* Short problem
Pull out every line in the records below that contains the string "facade", matching case exactly.
+---+
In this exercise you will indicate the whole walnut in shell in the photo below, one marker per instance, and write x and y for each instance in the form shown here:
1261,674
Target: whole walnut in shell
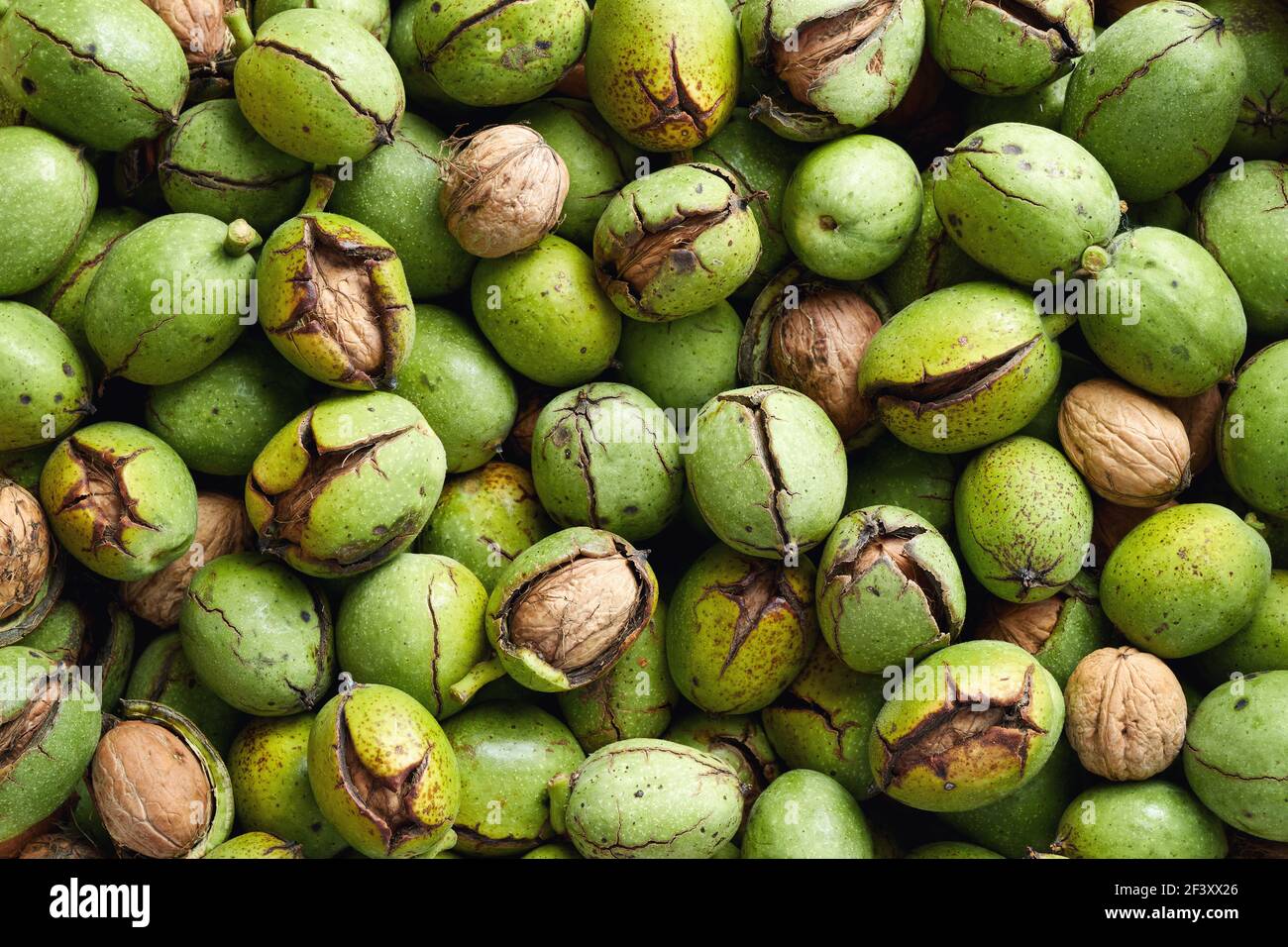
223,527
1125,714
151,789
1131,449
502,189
+---+
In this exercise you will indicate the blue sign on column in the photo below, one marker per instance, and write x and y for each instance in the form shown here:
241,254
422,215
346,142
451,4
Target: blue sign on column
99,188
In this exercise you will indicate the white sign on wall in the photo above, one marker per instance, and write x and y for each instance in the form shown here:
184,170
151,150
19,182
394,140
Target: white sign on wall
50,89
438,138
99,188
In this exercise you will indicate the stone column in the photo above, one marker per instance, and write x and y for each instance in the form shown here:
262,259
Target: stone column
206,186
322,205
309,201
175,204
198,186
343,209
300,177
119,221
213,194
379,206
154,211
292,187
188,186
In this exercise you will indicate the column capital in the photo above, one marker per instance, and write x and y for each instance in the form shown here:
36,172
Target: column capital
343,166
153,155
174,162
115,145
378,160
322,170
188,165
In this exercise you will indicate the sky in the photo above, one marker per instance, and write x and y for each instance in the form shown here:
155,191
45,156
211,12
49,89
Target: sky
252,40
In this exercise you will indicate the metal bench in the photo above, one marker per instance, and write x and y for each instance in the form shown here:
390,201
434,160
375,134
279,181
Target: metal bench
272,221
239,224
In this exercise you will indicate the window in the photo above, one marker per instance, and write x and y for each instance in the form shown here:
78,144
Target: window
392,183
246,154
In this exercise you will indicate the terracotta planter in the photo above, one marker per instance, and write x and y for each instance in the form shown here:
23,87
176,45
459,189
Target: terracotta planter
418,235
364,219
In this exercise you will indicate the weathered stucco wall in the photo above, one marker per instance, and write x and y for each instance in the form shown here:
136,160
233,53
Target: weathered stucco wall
+---+
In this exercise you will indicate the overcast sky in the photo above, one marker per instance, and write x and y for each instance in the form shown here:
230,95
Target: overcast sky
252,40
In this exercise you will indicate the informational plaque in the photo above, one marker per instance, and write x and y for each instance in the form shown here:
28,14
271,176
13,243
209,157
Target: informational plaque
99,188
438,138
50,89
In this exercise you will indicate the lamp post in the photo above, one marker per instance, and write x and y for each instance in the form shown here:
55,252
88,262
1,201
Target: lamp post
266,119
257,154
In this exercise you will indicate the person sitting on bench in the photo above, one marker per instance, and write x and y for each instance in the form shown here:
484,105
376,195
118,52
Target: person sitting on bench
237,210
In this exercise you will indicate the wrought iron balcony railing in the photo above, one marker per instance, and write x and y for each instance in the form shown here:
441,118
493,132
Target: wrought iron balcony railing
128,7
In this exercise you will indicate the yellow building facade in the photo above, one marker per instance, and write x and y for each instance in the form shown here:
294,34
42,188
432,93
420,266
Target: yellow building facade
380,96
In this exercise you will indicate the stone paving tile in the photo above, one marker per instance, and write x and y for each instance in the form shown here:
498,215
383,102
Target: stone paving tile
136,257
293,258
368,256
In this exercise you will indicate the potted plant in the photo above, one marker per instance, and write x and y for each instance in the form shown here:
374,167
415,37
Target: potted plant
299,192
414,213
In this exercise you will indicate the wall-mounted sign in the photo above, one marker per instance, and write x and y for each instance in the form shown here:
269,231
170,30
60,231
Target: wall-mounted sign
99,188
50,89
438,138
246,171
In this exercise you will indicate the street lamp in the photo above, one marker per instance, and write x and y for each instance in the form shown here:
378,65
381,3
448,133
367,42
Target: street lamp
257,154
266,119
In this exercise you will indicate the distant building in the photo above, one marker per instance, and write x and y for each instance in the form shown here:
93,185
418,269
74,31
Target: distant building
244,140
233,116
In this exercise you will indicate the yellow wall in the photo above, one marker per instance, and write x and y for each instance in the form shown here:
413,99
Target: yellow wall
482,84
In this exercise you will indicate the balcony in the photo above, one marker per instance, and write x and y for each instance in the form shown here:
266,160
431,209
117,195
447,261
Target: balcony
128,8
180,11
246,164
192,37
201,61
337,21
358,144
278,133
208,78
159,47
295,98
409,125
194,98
+---+
* Full answer
In this exercise you will indicate the yellow building facade in the photo above, one marker per instance, and write x and y for each instance in the form shown here:
Target: yellow building facade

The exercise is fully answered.